**Objective**:
Output the lines of the records below as a JSON list of strings, one string per line, leaving out blank lines and the pictures.

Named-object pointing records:
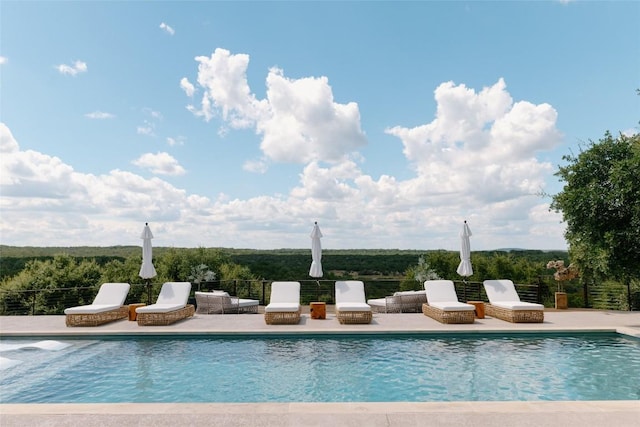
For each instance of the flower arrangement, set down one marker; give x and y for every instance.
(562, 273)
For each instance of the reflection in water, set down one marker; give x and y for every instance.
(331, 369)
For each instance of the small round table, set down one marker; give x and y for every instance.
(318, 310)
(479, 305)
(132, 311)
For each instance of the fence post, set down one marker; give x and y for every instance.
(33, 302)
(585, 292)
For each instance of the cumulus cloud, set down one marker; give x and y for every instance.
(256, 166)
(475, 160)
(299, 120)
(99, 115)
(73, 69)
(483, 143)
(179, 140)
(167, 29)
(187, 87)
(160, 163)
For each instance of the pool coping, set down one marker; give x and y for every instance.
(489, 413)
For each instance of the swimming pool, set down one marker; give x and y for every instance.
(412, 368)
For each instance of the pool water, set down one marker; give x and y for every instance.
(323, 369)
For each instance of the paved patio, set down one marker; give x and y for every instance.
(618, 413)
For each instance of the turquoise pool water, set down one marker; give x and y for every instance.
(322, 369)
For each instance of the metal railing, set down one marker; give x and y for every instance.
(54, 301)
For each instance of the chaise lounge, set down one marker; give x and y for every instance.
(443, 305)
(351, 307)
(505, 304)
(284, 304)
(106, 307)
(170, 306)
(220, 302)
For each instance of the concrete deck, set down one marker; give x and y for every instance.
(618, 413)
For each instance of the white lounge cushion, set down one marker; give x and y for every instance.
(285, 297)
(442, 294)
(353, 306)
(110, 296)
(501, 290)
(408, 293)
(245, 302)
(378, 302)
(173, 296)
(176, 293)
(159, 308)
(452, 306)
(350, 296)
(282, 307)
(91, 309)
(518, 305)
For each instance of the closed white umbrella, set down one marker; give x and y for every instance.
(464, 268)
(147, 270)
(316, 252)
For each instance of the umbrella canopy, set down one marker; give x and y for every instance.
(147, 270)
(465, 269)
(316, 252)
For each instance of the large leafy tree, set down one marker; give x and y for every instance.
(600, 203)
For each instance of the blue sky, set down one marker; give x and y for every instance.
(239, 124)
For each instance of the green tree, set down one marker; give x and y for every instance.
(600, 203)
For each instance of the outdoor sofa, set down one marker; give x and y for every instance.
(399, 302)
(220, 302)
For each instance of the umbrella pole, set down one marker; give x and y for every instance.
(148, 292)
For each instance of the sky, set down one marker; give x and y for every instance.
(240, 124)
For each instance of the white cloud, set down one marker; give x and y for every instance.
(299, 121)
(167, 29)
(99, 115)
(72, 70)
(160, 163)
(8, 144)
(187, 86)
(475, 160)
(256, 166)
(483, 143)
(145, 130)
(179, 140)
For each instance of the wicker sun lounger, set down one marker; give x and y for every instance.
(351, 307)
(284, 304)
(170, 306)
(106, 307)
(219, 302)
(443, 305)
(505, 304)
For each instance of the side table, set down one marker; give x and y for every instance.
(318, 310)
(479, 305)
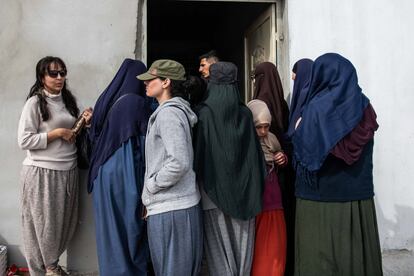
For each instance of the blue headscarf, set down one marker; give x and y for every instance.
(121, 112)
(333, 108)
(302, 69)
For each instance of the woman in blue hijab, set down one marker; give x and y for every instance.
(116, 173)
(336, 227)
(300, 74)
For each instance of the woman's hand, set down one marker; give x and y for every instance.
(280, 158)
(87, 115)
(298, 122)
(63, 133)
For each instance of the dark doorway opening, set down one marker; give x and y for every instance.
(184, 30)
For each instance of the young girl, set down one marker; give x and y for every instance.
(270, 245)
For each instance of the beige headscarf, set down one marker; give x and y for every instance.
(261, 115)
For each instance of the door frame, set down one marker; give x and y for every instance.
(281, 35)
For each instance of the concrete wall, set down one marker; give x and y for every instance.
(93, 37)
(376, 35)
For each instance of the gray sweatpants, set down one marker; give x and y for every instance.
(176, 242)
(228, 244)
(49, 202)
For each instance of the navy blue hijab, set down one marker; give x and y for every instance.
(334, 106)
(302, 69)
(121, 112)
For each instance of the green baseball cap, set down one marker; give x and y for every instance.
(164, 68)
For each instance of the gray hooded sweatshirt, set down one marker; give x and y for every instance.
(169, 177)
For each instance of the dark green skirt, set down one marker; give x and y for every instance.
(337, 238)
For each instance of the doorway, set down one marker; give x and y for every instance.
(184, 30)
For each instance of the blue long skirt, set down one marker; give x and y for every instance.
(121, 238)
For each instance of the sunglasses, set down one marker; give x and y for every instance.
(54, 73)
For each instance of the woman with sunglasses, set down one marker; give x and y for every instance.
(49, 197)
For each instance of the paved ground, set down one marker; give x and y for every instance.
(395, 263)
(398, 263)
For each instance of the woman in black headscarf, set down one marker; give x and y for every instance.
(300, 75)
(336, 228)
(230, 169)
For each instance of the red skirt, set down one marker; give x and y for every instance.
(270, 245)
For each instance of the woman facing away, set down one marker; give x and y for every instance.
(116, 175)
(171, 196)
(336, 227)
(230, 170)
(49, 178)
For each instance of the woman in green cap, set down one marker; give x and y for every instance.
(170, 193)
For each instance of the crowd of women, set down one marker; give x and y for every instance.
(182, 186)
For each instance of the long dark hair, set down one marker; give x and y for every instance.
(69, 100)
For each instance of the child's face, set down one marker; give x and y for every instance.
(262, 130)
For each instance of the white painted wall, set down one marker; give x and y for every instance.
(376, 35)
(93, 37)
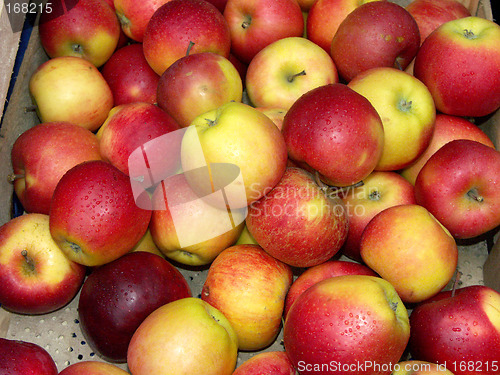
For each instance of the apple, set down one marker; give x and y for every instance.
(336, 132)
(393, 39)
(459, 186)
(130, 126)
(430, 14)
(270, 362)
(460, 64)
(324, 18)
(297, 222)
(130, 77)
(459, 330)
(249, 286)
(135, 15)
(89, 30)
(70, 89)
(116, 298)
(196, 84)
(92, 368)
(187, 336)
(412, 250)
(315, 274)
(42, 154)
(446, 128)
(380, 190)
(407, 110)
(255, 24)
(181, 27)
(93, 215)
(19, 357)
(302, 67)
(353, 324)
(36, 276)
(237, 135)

**Solution for this problem**:
[
  "For each instance of the flower arrangement, set down one marker; give x and y for every instance.",
  "(562, 273)",
  "For each instance of the reflection in water, set down one marker; give x and y for every instance.",
  "(331, 369)",
  "For each instance of the small round table, set down one marker; give x and y for every instance.",
  "(318, 310)",
  "(479, 305)",
  "(132, 311)",
  "For each instance of the fence post, set down one marker; give x and y for every instance.",
  "(33, 302)",
  "(585, 292)",
  "For each instance of the cumulus cloud, set down one marker; give x and y for every instance.",
  "(256, 166)",
  "(475, 160)",
  "(299, 120)",
  "(99, 115)",
  "(73, 69)",
  "(483, 143)",
  "(179, 140)",
  "(167, 29)",
  "(187, 87)",
  "(160, 163)",
  "For each instance of the pool coping, set down one marker; give x and y for every instance.",
  "(489, 413)",
  "For each instance of the swimming pool, set down one marker; give x and y for every instance.",
  "(412, 368)",
  "For each instance of the pool water, set down one marker; give x and y for every instance.",
  "(323, 369)",
  "For each instance of the paved patio, set down one marker; give x and y for every instance.",
  "(618, 413)",
  "For each instance of the turquoise pool water, set down one marker; give x and y for every instance.",
  "(322, 369)",
  "For each instance of the metal railing, set down one marker; give x and y for every instance.",
  "(54, 301)",
  "For each instance of the chaise lounge, set down one marker; give x and y for every instance.",
  "(443, 305)",
  "(351, 307)",
  "(505, 304)",
  "(284, 304)",
  "(106, 307)",
  "(170, 306)",
  "(220, 302)",
  "For each instance of the concrete deck, set down one marker; give x and y for every instance.",
  "(618, 413)",
  "For each instance of the white lounge cushion, set down one marker; give x and y for every instance.",
  "(285, 297)",
  "(442, 294)",
  "(353, 306)",
  "(110, 296)",
  "(501, 290)",
  "(408, 293)",
  "(245, 302)",
  "(378, 302)",
  "(173, 296)",
  "(176, 293)",
  "(159, 308)",
  "(452, 306)",
  "(350, 296)",
  "(282, 307)",
  "(91, 309)",
  "(518, 305)",
  "For each instance of the closed white umbrella, set down one marker; give x and y for every instance.",
  "(464, 268)",
  "(147, 270)",
  "(316, 252)",
  "For each instance of the umbrella canopy, set down one marker; give x and y for every instance.",
  "(147, 270)",
  "(465, 269)",
  "(316, 252)",
  "For each instance of the large leafy tree, set down one marker; give x and y for every instance.",
  "(600, 203)",
  "For each instance of the blue sky, set down one marker; give x and y for every instance.",
  "(239, 124)",
  "For each instance of the green tree, set down one marker; give x and y for every instance.",
  "(600, 203)",
  "For each instance of the outdoor sofa, set down one marker; give x and y for every instance.",
  "(399, 302)",
  "(220, 302)",
  "For each instance of the umbrella pole, set down one marker; give x and y for every instance.",
  "(148, 292)",
  "For each instance of the sky, set down one marker; give x and y for every instance.",
  "(240, 124)",
  "For each instance of the white cloud, set down one marker; give x and y for every instance.",
  "(299, 121)",
  "(167, 29)",
  "(99, 115)",
  "(72, 70)",
  "(160, 163)",
  "(8, 144)",
  "(187, 86)",
  "(475, 160)",
  "(256, 166)",
  "(483, 143)",
  "(145, 130)",
  "(179, 140)",
  "For each instance of the wicker sun lounger, set down one marker; give x and y for every instance.",
  "(351, 307)",
  "(284, 304)",
  "(170, 306)",
  "(106, 307)",
  "(219, 302)",
  "(443, 305)",
  "(505, 304)",
  "For each instance of the side table, set down one marker; give x and y for every instance.",
  "(318, 310)",
  "(479, 305)",
  "For each instance of the blue headscarf, set down one marker; give x and y for every instance.",
  "(121, 112)",
  "(333, 108)",
  "(302, 69)",
  "For each instance of the woman in blue hijab, set down one marker; give x and y for every instance.",
  "(116, 173)",
  "(336, 227)",
  "(300, 74)",
  "For each instance of the woman's hand, set down one marker; give x and y for every instance.",
  "(280, 158)",
  "(87, 115)",
  "(298, 122)",
  "(63, 133)",
  "For each instance of the dark doorway opening, set down one marker; give x and y for every instance.",
  "(184, 30)",
  "For each instance of the young girl, set down one marker; give x and y for every instance.",
  "(270, 245)",
  "For each instance of the beige headscarf, set down one marker; give x and y for every instance.",
  "(261, 115)",
  "For each instance of the door frame, set down one marker; give x and y for every instance.",
  "(281, 35)",
  "For each instance of the concrete wall, set down one marker; give x and y for every instance.",
  "(93, 37)",
  "(376, 35)",
  "For each instance of the gray sweatpants, set down one marker; give x and y for every instance.",
  "(176, 242)",
  "(228, 244)",
  "(49, 202)",
  "For each instance of the navy blue hijab, set down one marker; give x and y for every instance.",
  "(334, 106)",
  "(302, 69)",
  "(121, 112)",
  "For each instance of the green baseball cap, set down one marker; give x and y for every instance.",
  "(164, 68)",
  "For each instance of the gray hooded sweatshirt, set down one marker; give x and y for every instance.",
  "(169, 177)",
  "For each instance of the dark green skirt, set down one marker; give x and y for every instance.",
  "(337, 238)",
  "For each instance of the doorway, set down one marker; give x and y for every instance.",
  "(184, 30)",
  "For each instance of the blue long skirt, set down one marker; give x and y for every instance.",
  "(121, 238)",
  "For each instance of the sunglasses, set down one marker; give x and y for every instance.",
  "(54, 73)",
  "For each instance of the woman with sunglasses, set down one marker; give x and y for every instance.",
  "(49, 197)",
  "For each instance of the paved ground, set down one marker; give x and y for every instance.",
  "(395, 263)",
  "(398, 263)",
  "For each instance of the woman in black headscarf, set down one marker; give x and y for every instance.",
  "(300, 75)",
  "(336, 228)",
  "(230, 169)",
  "For each instance of the red skirt, set down one marker; give x and y for every instance.",
  "(270, 245)",
  "For each instance of the woman facing away, set down one marker; give x and y for every instance.",
  "(116, 175)",
  "(171, 196)",
  "(336, 227)",
  "(230, 170)",
  "(49, 178)",
  "For each instance of the woman in green cap, set down one marker; give x and y for every instance.",
  "(170, 193)",
  "For each instance of the crowd of women, set down one marker; give x and y for every instance.",
  "(182, 186)",
  "For each instance of the long dark hair, set down one marker; give x and y for every instance.",
  "(69, 100)",
  "For each instance of the child's face, set down one marker; give x and y for every instance.",
  "(262, 130)",
  "For each instance of the white painted wall, set down one marker; give x and y for every instance.",
  "(376, 35)",
  "(93, 37)",
  "For each instance of the apple, set down one marker; give x and y for every instance.",
  "(336, 132)",
  "(393, 39)",
  "(459, 186)",
  "(130, 126)",
  "(430, 14)",
  "(270, 362)",
  "(460, 64)",
  "(324, 18)",
  "(297, 222)",
  "(130, 77)",
  "(459, 330)",
  "(249, 286)",
  "(135, 15)",
  "(89, 30)",
  "(70, 89)",
  "(116, 298)",
  "(196, 84)",
  "(92, 368)",
  "(187, 336)",
  "(412, 250)",
  "(315, 274)",
  "(42, 154)",
  "(446, 128)",
  "(380, 190)",
  "(407, 110)",
  "(255, 24)",
  "(181, 27)",
  "(93, 215)",
  "(19, 357)",
  "(302, 67)",
  "(353, 324)",
  "(36, 276)",
  "(237, 135)"
]